→ Work instruction
Repeat every line of the following material exactly.

####################

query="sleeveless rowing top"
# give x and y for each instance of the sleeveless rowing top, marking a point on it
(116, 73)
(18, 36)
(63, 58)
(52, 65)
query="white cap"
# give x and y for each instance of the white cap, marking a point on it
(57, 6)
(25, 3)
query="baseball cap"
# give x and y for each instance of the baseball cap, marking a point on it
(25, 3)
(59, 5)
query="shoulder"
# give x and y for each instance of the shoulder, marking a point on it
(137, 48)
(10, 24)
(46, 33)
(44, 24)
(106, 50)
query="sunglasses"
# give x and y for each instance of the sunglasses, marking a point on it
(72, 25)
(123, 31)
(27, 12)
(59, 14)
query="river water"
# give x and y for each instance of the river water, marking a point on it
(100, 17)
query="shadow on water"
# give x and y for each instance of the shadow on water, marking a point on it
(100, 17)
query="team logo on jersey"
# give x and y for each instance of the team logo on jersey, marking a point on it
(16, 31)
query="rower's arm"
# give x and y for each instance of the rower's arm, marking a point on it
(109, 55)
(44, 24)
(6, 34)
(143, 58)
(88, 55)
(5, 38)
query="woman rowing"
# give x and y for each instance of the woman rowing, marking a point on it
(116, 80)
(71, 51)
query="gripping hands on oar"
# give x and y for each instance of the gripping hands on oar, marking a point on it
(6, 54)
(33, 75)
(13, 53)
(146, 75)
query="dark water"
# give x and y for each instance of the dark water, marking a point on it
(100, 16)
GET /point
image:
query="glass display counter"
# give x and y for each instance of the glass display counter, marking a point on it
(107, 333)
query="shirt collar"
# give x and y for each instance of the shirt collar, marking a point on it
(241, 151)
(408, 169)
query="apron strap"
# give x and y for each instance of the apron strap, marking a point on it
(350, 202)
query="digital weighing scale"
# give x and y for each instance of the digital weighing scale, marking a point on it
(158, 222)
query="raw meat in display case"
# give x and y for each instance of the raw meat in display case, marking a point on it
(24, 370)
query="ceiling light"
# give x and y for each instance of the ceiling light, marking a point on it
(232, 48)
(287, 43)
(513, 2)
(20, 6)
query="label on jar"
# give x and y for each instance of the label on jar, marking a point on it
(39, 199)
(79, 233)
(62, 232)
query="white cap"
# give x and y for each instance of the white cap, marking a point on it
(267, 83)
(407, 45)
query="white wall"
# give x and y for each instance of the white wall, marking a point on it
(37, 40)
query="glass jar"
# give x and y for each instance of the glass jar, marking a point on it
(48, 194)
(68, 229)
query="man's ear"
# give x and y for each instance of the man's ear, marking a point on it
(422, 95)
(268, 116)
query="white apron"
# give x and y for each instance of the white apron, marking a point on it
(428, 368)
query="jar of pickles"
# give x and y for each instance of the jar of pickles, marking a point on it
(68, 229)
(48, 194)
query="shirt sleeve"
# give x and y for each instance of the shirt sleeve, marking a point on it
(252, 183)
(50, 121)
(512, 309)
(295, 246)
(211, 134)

####################

→ Exercise answer
query="sleeveless rowing top"
# give x and y for each instance of the sleeveless rowing top, marking a point on it
(116, 73)
(18, 36)
(63, 58)
(52, 65)
query="white cap"
# give x and y for each instance of the white cap, marking a point on it
(57, 6)
(25, 3)
query="baseball cap"
# give x and y for each instance of the baseball cap, marking a point on it
(25, 3)
(59, 5)
query="shoulder"
# give x and y for each instance of the shoulder, marking a point on it
(137, 48)
(10, 24)
(46, 33)
(44, 24)
(106, 50)
query="sunglasses"
# give x and y for each instance of the sunglasses, marking a point on it
(72, 25)
(123, 31)
(27, 12)
(59, 14)
query="river water"
# give x and y for each instance of the river water, marking a point on it
(100, 17)
query="shadow on water"
# give x and y for each instance of the shadow on water, marking a point on it
(100, 17)
query="team logo on jersey"
# give x and y for each instance of the team logo on jersey, marking a point on it
(16, 31)
query="rower's arm"
# give x and y for each instance of the rower's arm, marking a point on it
(109, 55)
(44, 24)
(6, 34)
(143, 58)
(88, 55)
(5, 38)
query="woman rowing"
# give x and y for each instance of the woman rowing, marking a point on it
(116, 80)
(71, 51)
query="gripping hands on oar"
# give x and y for each instance of the gripping hands on oar, marking a point on it
(6, 54)
(33, 75)
(13, 53)
(146, 75)
query="dark water"
# give x and y for each instance of the dark water, marking a point on it
(100, 16)
GET /point
image:
query="glass display counter"
# give x and y for each instance of the glass display counter, marking a point on it
(107, 333)
query="shirt collar"
# give x and y for each instance of the shirt collar, marking a point on it
(241, 151)
(408, 169)
query="apron strap"
# give x and y for each instance of the apron strap, marking a point on it
(350, 202)
query="digital weighing scale"
# give x and y for each instance of the digital weighing scale, marking a point on it
(158, 222)
query="raw meat in display case"
# give x and y for each instance of the raw meat in display case, marking a point on it
(24, 370)
query="ceiling light"
# give x and y for each instance of the ceiling light, marking a point on it
(232, 48)
(287, 43)
(513, 2)
(20, 6)
query="label on jar"
# give x and y for each instance of the label on jar, marking a point on it
(39, 199)
(79, 233)
(62, 232)
query="white cap"
# give x and y for each instance of the white cap, marking a point on it
(267, 83)
(407, 45)
query="white wall"
# give x and y for each instance of the white wall, marking a point on it
(37, 40)
query="glass jar"
# give x and y for each instance of the glass jar, marking a point on it
(48, 194)
(68, 229)
query="man's ear"
# give x and y for each instance of the man's ear, marking a point on it
(422, 95)
(268, 116)
query="white apron"
# give x and y for each instance of the white apron, marking a point on it
(428, 368)
query="jar of pickles"
# give x and y for each instance of the jar of pickles, marking a point on it
(68, 229)
(48, 194)
query="shirt sleeve"
# give x and y for each instance of the shirt sleeve, marking a point on it
(252, 183)
(50, 121)
(512, 309)
(295, 246)
(211, 134)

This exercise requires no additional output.